──────── Dataset excerpts ────────

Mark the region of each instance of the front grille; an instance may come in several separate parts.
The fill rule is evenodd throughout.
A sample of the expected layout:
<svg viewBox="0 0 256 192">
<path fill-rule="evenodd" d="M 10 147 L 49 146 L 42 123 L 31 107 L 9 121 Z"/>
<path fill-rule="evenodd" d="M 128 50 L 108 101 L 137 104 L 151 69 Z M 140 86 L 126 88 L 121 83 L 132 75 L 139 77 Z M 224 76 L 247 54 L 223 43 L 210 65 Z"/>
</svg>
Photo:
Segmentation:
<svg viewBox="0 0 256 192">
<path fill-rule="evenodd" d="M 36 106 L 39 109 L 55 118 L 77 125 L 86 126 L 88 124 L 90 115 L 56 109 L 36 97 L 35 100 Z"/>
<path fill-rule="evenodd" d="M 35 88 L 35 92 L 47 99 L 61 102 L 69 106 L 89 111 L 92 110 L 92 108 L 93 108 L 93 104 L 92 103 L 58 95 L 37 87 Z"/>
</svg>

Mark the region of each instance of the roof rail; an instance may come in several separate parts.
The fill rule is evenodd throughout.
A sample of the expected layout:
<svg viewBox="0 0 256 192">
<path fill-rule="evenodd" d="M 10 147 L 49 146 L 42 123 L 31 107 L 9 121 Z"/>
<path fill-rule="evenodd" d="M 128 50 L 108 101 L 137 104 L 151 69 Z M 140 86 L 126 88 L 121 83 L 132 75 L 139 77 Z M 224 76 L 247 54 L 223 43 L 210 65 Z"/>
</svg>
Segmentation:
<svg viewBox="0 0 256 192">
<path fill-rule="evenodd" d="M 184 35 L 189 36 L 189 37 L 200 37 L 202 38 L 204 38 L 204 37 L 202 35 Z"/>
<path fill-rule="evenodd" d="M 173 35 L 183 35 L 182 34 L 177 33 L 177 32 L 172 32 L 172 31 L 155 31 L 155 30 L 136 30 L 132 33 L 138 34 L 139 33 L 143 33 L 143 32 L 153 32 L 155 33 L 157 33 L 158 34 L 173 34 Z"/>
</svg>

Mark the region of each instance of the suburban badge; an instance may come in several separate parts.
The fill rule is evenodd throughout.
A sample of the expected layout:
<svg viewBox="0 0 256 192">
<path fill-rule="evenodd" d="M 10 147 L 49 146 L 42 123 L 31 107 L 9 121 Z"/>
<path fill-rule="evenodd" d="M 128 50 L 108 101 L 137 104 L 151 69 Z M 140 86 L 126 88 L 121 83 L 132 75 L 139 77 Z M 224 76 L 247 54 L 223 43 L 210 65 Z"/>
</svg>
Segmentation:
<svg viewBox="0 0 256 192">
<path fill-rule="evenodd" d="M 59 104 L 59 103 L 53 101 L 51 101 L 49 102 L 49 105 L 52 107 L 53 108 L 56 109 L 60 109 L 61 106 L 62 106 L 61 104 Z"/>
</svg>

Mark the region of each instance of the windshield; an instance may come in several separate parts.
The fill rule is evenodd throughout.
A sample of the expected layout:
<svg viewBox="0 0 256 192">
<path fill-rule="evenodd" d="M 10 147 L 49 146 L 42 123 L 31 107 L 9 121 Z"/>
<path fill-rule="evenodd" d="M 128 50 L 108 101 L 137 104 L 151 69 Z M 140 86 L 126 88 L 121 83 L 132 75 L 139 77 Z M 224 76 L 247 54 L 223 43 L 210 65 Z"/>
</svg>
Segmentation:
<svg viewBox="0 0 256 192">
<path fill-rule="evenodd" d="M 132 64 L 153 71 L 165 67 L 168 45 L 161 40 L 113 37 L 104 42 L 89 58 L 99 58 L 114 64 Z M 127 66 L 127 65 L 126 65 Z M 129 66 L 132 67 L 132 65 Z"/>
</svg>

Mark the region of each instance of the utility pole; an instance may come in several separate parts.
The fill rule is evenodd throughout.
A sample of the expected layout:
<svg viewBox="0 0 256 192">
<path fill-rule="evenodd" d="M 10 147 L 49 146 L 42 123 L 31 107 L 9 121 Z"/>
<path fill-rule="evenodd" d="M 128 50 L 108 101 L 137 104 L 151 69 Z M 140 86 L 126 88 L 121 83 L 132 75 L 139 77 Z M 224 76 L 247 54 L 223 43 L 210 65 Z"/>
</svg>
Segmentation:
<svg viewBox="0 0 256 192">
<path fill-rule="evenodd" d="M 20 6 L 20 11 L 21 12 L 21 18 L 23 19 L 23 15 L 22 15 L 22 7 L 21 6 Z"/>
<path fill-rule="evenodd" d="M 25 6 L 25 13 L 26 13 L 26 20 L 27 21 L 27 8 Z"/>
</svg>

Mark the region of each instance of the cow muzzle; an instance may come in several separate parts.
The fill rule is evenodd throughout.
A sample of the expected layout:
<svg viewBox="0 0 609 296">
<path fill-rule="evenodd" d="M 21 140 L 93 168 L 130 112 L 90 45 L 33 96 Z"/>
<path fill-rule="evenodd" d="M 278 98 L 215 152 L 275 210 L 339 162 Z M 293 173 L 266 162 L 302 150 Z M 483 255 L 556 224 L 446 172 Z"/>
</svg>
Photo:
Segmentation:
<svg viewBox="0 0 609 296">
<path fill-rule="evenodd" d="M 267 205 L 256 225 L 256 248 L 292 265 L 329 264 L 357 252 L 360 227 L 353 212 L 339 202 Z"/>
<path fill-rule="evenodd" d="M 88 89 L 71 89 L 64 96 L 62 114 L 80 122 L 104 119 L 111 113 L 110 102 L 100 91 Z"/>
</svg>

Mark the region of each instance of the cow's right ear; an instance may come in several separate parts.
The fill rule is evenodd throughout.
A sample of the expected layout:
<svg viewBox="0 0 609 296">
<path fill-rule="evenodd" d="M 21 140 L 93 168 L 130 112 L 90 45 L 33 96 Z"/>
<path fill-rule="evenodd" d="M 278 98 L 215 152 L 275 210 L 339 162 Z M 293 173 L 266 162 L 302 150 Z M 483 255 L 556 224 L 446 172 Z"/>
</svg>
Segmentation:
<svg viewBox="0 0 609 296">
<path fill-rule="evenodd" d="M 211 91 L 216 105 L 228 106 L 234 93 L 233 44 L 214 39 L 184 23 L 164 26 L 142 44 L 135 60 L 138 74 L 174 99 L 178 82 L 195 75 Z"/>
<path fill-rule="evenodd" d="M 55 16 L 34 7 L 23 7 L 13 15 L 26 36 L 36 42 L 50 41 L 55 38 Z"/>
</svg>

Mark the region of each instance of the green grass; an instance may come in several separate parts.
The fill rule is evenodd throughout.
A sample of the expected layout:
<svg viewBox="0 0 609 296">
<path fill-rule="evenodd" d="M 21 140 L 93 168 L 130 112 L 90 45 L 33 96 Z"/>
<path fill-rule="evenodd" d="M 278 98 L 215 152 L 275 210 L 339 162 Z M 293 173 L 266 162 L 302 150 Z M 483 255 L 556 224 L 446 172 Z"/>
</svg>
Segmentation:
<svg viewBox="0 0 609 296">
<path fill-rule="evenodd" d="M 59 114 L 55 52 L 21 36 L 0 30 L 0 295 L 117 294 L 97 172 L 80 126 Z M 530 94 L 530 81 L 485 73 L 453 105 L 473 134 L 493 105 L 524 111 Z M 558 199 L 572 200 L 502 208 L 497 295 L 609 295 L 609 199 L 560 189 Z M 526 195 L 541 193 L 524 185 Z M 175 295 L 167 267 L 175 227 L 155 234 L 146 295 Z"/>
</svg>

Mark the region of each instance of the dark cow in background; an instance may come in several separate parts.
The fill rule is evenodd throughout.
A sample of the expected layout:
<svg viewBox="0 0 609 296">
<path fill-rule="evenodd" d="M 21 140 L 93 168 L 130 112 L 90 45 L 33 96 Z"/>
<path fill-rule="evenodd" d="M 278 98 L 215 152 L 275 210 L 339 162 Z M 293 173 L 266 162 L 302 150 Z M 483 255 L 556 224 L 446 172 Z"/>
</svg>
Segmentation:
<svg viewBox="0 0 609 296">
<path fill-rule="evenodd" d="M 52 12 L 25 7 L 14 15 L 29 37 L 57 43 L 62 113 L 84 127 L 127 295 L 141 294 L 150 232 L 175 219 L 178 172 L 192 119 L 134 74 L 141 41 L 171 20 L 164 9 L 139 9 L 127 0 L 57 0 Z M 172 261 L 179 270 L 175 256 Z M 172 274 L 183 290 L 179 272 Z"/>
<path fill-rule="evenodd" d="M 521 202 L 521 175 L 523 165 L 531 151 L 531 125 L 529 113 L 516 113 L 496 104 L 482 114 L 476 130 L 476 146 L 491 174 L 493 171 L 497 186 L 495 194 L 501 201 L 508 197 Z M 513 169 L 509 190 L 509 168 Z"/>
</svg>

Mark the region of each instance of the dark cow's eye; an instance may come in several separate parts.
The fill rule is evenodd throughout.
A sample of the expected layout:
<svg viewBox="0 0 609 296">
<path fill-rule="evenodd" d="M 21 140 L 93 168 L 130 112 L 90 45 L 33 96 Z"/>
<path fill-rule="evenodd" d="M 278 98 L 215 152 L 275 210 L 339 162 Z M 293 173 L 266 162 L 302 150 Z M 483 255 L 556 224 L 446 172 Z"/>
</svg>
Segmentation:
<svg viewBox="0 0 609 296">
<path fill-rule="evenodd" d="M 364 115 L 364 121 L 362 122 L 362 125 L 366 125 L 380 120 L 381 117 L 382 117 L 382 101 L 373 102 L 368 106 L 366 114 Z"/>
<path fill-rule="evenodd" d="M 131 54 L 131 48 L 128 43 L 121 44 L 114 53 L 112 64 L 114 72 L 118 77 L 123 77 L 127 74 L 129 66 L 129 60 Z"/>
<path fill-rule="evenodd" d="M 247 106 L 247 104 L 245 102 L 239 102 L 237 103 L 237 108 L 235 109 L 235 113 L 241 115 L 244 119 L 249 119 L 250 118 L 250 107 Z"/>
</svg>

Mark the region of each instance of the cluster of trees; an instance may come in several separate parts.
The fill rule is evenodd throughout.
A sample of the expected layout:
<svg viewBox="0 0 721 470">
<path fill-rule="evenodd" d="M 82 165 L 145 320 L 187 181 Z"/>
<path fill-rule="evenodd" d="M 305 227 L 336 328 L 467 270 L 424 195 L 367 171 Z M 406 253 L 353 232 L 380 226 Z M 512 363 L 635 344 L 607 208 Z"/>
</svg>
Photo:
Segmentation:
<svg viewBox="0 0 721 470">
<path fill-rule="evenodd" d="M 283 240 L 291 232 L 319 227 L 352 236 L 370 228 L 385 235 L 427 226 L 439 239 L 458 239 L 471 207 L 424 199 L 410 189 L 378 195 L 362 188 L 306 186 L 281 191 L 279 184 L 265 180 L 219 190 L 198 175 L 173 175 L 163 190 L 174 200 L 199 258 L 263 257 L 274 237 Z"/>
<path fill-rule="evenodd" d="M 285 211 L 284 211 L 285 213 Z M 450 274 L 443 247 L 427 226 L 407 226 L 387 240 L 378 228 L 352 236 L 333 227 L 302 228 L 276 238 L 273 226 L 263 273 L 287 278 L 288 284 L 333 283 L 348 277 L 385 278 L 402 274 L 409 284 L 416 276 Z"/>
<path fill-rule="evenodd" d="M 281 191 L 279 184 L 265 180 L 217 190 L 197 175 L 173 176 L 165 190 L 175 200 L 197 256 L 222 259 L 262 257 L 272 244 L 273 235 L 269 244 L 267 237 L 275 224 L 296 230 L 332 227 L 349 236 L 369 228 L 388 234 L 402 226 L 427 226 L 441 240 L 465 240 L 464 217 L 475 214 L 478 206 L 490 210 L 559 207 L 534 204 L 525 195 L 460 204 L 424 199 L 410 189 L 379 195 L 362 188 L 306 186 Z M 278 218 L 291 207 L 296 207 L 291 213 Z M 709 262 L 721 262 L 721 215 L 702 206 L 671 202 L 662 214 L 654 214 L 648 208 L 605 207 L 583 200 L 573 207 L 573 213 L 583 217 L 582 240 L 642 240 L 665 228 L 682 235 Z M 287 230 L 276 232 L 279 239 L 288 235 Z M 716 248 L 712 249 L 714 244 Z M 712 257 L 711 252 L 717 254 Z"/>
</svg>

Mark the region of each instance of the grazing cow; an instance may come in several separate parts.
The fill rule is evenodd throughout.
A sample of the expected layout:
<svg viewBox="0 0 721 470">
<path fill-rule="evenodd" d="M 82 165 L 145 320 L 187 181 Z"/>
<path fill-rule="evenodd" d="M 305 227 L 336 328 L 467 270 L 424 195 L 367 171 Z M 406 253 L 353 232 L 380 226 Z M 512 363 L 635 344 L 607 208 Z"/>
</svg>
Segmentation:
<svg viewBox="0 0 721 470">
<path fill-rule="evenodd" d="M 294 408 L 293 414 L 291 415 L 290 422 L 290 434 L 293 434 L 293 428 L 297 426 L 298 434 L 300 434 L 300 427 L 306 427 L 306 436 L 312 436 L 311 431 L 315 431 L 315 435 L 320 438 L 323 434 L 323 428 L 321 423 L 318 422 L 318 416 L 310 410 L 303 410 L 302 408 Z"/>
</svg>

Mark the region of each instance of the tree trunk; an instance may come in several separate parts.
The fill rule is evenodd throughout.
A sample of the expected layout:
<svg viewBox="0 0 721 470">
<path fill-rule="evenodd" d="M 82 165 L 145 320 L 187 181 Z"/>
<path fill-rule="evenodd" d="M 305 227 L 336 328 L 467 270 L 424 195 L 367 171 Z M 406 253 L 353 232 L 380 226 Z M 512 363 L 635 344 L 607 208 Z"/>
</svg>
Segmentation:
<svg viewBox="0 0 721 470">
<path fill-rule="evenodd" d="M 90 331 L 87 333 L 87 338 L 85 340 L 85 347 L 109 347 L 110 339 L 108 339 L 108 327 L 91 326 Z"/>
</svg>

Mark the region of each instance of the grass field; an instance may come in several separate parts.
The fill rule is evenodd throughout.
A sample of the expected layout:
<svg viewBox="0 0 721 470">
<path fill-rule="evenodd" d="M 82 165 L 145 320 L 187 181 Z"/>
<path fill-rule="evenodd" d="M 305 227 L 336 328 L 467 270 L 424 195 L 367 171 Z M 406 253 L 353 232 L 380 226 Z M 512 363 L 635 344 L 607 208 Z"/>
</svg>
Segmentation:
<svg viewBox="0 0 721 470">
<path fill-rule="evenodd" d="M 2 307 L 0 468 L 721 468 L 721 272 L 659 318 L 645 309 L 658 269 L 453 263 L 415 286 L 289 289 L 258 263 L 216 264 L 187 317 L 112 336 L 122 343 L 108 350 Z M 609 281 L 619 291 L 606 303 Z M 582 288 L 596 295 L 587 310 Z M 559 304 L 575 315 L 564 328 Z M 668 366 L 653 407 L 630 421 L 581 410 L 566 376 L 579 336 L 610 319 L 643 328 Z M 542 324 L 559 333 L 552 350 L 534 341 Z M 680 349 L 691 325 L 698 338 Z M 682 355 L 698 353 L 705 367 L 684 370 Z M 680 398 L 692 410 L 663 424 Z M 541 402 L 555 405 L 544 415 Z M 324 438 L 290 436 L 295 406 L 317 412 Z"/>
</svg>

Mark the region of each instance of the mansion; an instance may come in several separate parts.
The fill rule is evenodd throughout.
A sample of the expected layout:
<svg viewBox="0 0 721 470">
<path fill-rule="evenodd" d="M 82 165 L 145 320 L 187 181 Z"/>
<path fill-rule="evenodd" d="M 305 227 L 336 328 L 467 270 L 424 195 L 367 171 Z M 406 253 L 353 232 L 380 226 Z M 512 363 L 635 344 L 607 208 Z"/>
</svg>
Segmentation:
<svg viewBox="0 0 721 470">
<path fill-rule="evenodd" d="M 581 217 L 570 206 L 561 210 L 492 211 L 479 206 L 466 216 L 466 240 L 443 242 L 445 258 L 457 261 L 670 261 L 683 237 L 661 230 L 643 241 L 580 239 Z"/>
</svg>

────────

* Given request: Convert everything from the line containing "Mark the region of each instance of the dark cow in" down to the line containing "43 L 62 113", both included, into a Markdown table with an Index column giving each row's number and a Source Line column holding the line itself, omitting blank lines.

* Complete output:
| Index | Source Line |
|---|---|
| 1 | Mark the region of each instance of the dark cow in background; an instance may come in several separate parts. |
| 2 | The fill rule is evenodd throughout. |
| 3 | A sample of the expected layout: |
| 4 | <svg viewBox="0 0 609 296"> |
| 5 | <path fill-rule="evenodd" d="M 21 140 L 93 168 L 130 112 L 90 45 L 33 96 Z"/> |
| 6 | <path fill-rule="evenodd" d="M 278 98 L 215 152 L 275 210 L 339 162 Z M 293 173 L 266 162 L 302 150 Z M 483 255 L 556 224 L 446 172 Z"/> |
| 7 | </svg> |
| 8 | Segmentation: |
| 9 | <svg viewBox="0 0 609 296"> |
| 10 | <path fill-rule="evenodd" d="M 52 12 L 25 7 L 14 15 L 29 37 L 57 43 L 62 113 L 84 127 L 127 295 L 141 294 L 150 232 L 175 219 L 178 172 L 192 119 L 134 74 L 141 41 L 171 20 L 164 9 L 139 9 L 127 0 L 57 0 Z M 172 261 L 179 270 L 175 256 Z M 172 274 L 183 290 L 179 272 Z"/> |